• RECORDS SUPPLIED:
## BEGIN
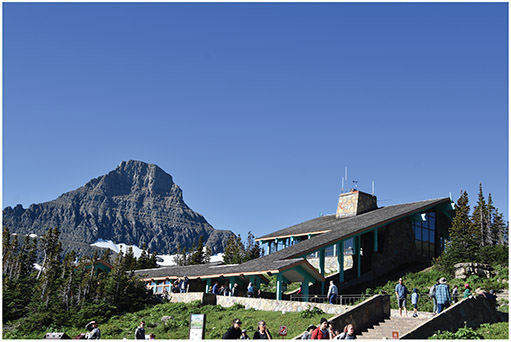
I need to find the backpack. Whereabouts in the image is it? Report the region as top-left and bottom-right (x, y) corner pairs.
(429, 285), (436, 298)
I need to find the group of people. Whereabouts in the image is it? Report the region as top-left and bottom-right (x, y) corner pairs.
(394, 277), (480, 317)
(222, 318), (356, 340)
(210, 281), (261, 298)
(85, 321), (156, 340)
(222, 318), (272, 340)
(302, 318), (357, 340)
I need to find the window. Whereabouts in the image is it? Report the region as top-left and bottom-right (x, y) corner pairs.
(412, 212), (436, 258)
## END
## BEGIN
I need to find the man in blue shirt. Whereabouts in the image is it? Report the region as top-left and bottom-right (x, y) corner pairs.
## END
• WORK TO COMPLETE:
Show every line of the rows above that contains the word "window".

• RESULT FOR THIS TASK:
I need to find the window. Whereabouts in the image is it? Report the region as top-left and bottom-right (x, y) corner pairs.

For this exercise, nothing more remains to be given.